→ **Stated problem**:
Please update the lines starting with the line with "of the **dog's" and going on through the line with "339 431 L 336", replacing "top-left corner" with "upper-left corner" and leaving everything else unchanged. Return only those lines.

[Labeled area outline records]
** Start **

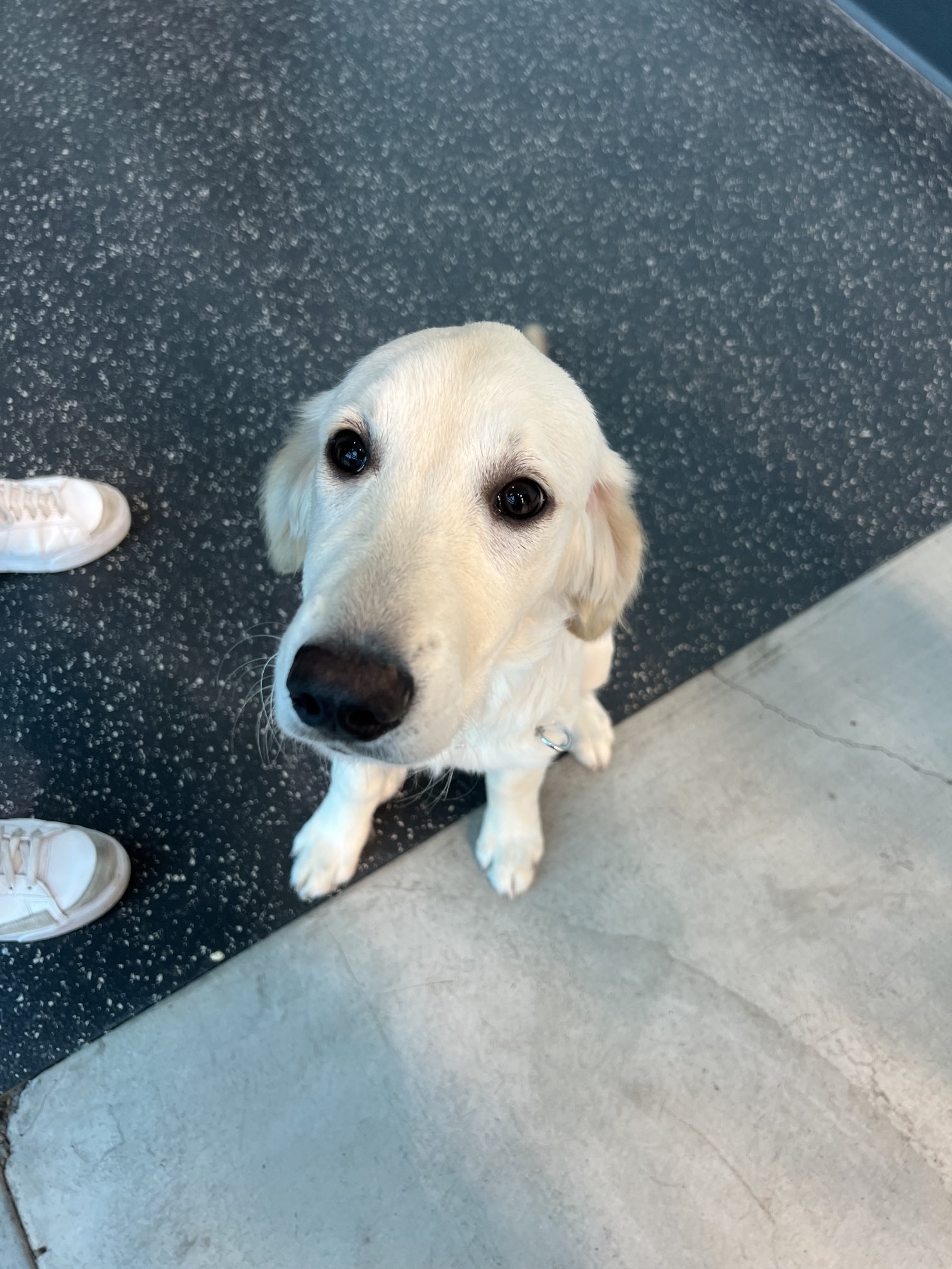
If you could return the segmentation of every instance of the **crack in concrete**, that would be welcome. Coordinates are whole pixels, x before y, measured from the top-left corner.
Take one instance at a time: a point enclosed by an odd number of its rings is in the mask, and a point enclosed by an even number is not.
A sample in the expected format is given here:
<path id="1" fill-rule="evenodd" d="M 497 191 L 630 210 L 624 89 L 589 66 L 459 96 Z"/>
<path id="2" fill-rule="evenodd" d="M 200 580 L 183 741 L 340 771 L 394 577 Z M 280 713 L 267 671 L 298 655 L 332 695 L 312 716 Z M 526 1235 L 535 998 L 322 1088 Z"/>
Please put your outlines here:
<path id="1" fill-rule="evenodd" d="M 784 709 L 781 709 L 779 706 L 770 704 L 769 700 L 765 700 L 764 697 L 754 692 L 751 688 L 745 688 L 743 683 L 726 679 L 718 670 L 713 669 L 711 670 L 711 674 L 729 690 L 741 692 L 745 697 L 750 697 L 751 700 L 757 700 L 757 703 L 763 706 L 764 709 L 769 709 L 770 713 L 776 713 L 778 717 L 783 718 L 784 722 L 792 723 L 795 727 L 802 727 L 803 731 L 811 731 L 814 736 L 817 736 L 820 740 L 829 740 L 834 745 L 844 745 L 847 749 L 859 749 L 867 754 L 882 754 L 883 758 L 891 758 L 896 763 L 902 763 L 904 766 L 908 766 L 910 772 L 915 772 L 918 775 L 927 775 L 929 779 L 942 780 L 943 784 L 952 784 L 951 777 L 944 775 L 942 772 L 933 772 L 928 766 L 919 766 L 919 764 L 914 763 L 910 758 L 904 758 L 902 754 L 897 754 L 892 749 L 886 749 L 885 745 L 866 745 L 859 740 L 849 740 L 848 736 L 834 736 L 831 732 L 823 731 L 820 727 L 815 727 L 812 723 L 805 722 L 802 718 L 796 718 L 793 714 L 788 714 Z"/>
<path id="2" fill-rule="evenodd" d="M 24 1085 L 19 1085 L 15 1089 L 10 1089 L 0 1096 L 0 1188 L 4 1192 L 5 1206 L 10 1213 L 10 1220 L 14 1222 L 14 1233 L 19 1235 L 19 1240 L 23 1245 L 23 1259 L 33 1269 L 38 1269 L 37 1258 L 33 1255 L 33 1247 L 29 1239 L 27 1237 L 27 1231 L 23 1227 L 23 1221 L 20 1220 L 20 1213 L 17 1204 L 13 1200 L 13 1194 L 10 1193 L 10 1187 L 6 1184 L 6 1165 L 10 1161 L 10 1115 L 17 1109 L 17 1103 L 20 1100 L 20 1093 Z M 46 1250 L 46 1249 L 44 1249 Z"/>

** End **
** Start **

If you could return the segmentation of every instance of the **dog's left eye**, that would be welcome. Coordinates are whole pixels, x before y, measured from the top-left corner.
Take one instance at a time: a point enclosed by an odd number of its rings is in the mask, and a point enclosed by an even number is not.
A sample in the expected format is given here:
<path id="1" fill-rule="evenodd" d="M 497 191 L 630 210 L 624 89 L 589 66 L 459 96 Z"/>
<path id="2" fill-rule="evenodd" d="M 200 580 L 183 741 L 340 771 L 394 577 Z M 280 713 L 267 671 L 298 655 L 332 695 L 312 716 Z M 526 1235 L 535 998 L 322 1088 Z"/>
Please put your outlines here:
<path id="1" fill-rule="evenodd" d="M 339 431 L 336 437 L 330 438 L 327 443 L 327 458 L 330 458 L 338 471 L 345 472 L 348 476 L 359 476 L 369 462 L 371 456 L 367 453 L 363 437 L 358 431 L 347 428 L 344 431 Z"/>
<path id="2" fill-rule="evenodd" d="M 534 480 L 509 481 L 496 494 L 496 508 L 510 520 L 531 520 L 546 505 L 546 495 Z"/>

** End **
** Start **

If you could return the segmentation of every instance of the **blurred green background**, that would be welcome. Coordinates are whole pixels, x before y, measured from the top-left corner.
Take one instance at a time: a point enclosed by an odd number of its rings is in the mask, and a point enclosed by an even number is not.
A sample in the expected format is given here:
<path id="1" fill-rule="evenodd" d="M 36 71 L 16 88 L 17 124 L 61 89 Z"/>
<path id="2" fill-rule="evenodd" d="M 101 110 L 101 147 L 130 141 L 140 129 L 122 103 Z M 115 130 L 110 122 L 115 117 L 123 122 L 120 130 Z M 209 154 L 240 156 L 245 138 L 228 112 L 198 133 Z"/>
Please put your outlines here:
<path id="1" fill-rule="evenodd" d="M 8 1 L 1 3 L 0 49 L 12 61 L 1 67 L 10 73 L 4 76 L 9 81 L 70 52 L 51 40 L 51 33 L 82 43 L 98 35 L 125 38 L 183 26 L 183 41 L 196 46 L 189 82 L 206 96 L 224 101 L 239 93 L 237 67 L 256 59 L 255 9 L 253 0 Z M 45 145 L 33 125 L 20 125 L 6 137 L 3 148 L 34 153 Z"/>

** End **

→ **Exercise response**:
If you could return the segmentation of every instance of the **dog's left eye**, that would be welcome. Coordinates are whole pixels, x before y, measured from the upper-left corner.
Take one instance at a time: a point enclosed by an odd number of its rings is in the mask, and a point enclosed by an even number is not.
A sample in the expected format is given here:
<path id="1" fill-rule="evenodd" d="M 497 191 L 630 210 L 624 89 L 589 66 L 459 96 Z"/>
<path id="2" fill-rule="evenodd" d="M 200 580 L 183 741 L 340 771 L 394 577 Z M 280 713 L 267 671 L 298 655 L 332 695 L 312 716 Z M 526 1235 L 535 998 L 322 1088 Z"/>
Please put your outlines here:
<path id="1" fill-rule="evenodd" d="M 339 431 L 336 437 L 330 438 L 327 443 L 327 458 L 330 458 L 338 471 L 345 472 L 348 476 L 359 476 L 369 462 L 371 456 L 367 453 L 363 437 L 358 431 L 347 428 L 344 431 Z"/>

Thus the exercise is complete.